### Requisiti del compito
Modifica il brano sulla scuola nella parte che si apre con le parole contenenti "Visto che non" e si chiude con "dei nostri figli.", riportandola con "fantasia" al posto di "creatività".

### Brano di testo
+++

Sia che la scuola l’abbiate odiata, sia che l’abbiate amata, gli anni della scuola non si scordano. La scuola è dolceamara come il sorriso di Silvio Orlando alla fine di quel film sottovalutato degli anni ‘90, e ti prende troppo della vita per non rimanerti un po’ dentro. E quindi proprio adesso che i ragazzi sui banchi non ci possono più andare, vale la pena riflettere e chiedersi se non sia il caso di apportare qualche cambiamento alla scuola italiana (che a volte sembra ancora calibrata sulla popolazione del ‘15 -’18 piuttosto che su quella del nostro secolo), magari rendendola meno concentrata sul nozionismo e più aperta alla cultura globale e digitale, oltre che più incentrata sulla persona anziché solo sui voti. Visto che ormai la laurea è inflazionata (guardate qui), forse la scuola più che sulla quantità dovrebbe puntare sulla qualità, qualità intesa come qualità degli esseri umani che plasma.
Visto che non siamo esperti di scuola, abbiamo chiesto a qualcuno che di scuola ne capisce di delineare una visione della “scuola di domani”, passando per la scuola di oggi. Ci aspettavamo un futuro digitale, robotico, matematico, fatto di statistica e lingua inglese fin dall’anno zero. E in effetti è così. Ma non ci aspettavamo che l’ingrediente più importante fosse qualcos’altro, un qualcosa di più ineffabile come la creatività. Passiamo quindi la parola alla dott.ssa Camilla Brandao de Souza, sociologa e ricercatrice (Ph.D), che ha intervistato il team di Still I Rise, organizzazione non-governativa per una scuola diversa. Per sentire da loro come potrebbe essere la scuola dei nostri figli.

+++

### Elenco
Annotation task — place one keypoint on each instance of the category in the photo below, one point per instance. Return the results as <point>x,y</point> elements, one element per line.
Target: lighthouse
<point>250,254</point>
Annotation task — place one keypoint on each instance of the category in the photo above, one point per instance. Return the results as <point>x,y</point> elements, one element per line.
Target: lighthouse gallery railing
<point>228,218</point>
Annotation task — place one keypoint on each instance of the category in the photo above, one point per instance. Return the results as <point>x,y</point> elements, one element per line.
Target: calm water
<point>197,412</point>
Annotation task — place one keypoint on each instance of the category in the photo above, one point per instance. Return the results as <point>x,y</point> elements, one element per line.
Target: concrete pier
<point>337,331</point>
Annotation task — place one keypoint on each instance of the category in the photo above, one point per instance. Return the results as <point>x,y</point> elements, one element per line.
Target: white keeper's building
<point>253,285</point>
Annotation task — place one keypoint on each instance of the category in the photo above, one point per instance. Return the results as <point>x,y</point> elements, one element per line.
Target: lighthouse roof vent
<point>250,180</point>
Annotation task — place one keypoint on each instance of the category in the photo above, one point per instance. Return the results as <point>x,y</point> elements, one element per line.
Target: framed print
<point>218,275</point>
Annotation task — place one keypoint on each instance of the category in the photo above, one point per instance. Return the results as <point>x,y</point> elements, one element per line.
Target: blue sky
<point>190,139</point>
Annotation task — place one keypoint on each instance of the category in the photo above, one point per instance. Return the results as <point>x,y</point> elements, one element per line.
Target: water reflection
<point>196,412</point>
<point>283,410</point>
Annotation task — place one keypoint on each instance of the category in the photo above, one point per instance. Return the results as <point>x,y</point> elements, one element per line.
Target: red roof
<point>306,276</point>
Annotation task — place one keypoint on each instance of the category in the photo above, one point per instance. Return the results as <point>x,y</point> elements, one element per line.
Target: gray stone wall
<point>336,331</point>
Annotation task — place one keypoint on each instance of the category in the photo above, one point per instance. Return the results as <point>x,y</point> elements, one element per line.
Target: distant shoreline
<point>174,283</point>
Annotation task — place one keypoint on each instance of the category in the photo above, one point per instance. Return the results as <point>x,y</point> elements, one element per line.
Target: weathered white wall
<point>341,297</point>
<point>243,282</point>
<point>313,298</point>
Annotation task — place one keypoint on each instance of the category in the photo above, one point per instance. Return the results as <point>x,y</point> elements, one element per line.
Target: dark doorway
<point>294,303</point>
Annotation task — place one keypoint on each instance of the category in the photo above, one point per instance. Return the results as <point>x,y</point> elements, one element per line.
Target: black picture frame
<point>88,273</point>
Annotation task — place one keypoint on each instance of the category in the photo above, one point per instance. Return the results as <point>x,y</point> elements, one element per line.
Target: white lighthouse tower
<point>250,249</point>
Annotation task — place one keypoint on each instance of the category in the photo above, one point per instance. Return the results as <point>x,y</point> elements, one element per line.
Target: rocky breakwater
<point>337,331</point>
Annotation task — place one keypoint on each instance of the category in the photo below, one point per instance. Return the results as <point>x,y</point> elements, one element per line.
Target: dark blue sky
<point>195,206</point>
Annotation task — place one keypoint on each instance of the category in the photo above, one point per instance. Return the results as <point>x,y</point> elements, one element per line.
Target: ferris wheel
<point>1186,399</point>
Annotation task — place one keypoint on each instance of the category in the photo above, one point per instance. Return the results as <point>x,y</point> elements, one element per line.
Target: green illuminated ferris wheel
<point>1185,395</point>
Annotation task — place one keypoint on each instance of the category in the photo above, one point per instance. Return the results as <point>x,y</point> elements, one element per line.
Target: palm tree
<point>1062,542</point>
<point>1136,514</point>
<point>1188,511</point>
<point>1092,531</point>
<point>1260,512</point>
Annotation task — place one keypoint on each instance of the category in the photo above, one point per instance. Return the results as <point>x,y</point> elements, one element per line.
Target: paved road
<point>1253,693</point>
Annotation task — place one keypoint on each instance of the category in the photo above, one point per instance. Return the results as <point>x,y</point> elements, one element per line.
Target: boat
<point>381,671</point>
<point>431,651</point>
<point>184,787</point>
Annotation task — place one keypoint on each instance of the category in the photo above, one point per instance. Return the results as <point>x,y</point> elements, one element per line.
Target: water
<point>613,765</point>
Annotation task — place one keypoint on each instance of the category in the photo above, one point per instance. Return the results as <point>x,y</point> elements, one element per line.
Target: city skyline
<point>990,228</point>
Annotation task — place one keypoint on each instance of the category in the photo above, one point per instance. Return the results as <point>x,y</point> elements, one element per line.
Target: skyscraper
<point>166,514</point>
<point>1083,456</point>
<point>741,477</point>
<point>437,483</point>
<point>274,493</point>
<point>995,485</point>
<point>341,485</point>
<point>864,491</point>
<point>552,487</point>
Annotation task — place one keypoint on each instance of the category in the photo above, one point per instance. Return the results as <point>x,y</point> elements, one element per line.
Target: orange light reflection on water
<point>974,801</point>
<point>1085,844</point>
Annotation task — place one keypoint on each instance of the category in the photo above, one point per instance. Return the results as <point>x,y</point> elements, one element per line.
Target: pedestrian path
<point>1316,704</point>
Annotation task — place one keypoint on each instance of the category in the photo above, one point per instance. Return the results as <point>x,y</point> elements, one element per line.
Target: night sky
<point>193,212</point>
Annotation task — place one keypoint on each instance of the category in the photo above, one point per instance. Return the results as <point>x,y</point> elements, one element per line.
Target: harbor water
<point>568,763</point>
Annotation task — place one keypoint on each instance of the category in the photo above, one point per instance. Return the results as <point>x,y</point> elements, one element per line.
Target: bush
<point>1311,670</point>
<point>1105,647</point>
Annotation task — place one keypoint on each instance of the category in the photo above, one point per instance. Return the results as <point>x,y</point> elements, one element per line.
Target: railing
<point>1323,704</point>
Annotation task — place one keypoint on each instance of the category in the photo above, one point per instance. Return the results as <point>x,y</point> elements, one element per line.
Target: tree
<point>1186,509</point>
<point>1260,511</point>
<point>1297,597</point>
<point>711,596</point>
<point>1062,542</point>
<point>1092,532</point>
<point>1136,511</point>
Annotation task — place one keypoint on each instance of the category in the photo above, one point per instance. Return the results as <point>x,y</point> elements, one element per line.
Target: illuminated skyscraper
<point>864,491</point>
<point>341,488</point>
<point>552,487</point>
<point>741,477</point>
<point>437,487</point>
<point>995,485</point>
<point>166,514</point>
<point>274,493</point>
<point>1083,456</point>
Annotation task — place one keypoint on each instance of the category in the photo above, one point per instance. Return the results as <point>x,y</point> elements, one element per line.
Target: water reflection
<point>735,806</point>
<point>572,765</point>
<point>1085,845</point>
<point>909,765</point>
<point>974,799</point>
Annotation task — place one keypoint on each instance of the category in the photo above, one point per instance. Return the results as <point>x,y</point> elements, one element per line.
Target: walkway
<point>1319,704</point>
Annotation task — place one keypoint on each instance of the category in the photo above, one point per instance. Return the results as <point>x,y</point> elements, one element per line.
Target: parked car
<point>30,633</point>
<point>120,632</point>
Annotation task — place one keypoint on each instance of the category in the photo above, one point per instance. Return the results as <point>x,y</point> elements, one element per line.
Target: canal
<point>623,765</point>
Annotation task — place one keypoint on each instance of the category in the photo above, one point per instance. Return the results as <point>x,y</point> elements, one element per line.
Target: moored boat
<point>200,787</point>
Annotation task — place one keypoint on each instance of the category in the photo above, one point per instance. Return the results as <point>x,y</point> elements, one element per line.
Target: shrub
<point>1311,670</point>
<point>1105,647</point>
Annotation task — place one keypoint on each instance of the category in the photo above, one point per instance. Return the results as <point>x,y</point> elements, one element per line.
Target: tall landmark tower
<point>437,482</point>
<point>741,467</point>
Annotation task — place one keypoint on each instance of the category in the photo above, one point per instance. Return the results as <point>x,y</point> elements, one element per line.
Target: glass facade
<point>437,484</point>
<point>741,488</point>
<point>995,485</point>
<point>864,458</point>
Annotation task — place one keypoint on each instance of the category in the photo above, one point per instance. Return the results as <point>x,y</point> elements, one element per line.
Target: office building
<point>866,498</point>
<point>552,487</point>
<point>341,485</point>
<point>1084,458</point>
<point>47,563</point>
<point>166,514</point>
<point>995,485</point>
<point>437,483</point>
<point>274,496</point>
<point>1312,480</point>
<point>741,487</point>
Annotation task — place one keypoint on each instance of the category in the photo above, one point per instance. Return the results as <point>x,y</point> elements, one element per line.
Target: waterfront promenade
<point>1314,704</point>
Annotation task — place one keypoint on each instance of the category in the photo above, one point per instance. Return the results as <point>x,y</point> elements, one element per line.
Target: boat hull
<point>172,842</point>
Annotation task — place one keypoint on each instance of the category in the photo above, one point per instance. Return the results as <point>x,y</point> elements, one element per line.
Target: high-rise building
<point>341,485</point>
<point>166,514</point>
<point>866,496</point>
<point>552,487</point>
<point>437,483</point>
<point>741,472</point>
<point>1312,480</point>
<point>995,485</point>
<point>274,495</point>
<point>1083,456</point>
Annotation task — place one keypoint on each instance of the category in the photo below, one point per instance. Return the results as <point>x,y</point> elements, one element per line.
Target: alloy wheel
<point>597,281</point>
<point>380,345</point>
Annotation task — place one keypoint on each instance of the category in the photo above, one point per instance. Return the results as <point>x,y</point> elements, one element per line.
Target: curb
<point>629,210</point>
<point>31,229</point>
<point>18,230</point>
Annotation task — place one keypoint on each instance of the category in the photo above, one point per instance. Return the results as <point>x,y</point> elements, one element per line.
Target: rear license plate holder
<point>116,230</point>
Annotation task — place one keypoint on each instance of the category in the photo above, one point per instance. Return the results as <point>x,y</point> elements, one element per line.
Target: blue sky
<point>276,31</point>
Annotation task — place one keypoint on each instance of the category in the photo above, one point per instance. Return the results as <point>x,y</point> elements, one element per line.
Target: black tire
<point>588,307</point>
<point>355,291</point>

+++

### Risultato completo
Visto che non siamo esperti di scuola, abbiamo chiesto a qualcuno che di scuola ne capisce di delineare una visione della “scuola di domani”, passando per la scuola di oggi. Ci aspettavamo un futuro digitale, robotico, matematico, fatto di statistica e lingua inglese fin dall’anno zero. E in effetti è così. Ma non ci aspettavamo che l’ingrediente più importante fosse qualcos’altro, un qualcosa di più ineffabile come la fantasia. Passiamo quindi la parola alla dott.ssa Camilla Brandao de Souza, sociologa e ricercatrice (Ph.D), che ha intervistato il team di Still I Rise, organizzazione non-governativa per una scuola diversa. Per sentire da loro come potrebbe essere la scuola dei nostri figli.